◆ **INSTRUCTIONS TO FOLLOW**
For every entry, output the exact wording.

+++ DATA LISTING +++

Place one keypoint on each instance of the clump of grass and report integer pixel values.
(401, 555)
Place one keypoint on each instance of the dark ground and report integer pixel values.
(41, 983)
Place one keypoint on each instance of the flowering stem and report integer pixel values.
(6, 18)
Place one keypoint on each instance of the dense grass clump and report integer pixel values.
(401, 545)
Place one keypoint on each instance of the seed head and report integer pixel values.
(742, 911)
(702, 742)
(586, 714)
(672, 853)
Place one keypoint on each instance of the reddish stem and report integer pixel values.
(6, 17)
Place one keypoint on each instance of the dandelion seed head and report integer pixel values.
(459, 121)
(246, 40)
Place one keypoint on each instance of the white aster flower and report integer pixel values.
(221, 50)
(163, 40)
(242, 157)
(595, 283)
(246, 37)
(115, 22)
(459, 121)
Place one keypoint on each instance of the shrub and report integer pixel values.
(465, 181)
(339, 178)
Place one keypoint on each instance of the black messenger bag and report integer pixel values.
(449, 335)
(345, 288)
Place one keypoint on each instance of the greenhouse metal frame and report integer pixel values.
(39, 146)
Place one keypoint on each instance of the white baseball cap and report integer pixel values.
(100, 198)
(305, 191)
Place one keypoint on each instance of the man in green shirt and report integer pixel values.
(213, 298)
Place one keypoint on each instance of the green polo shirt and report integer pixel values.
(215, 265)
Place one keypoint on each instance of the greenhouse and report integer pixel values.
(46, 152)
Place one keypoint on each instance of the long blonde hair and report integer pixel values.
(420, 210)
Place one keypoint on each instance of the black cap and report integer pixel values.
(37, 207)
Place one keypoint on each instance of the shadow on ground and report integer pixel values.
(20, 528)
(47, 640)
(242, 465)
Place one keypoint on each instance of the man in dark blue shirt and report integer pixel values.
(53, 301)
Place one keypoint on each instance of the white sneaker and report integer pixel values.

+++

◆ **OUTPUT OF THE EXERCISE**
Place one keypoint on each instance of the clump of grass and report integer pixel values.
(401, 555)
Place one keypoint on each instance of the dark ground and report integer pixel values.
(41, 983)
Place one keypoint on each instance of the flowering stem and report integer pixel values.
(6, 18)
Place one keypoint on each instance of the dense grass clump and report integer pixel values.
(401, 545)
Place one keypoint on each instance of the seed head and report integer pixel values.
(742, 911)
(702, 742)
(586, 714)
(672, 853)
Place one keypoint on each instance of the reddish stem and report integer pixel values.
(6, 17)
Place one keypoint on each instance of the dandelion seed head and report integer pixel values.
(459, 121)
(246, 40)
Place one keypoint on each instance of the white aster flower and report integer pixel values.
(221, 50)
(163, 40)
(242, 157)
(595, 283)
(246, 37)
(115, 22)
(459, 121)
Place one keypoint on each instance of the shrub and report integer pixel values.
(465, 181)
(339, 178)
Place one keypoint on each instance of the black messenger bag and report integer pixel values.
(449, 335)
(345, 288)
Place one keypoint on each instance of the greenhouse metal frame and report integer pixel values.
(39, 146)
Place one keypoint on each instance of the white baseball cap and report integer pixel values.
(100, 198)
(305, 191)
Place one keypoint on each instance of the man in green shirt and report integer pixel values.
(213, 298)
Place one keypoint on each instance of the green polo shirt and report integer pixel values.
(215, 265)
Place one keypoint on each instance of the greenhouse and report integer pixel values.
(46, 152)
Place one keypoint on each instance of the long blonde hair and report integer pixel values.
(420, 210)
Place one keypoint on each instance of the black cap and report integer pixel values.
(37, 207)
Place one keypoint on each instance of the shadow on ground and report integer pixel values.
(20, 528)
(47, 640)
(242, 465)
Place one keypoint on each instance of the man in dark blue shirt and report integer pixel values.
(53, 301)
Place one keypoint on each instance of the white sneaker and report integer pixel values.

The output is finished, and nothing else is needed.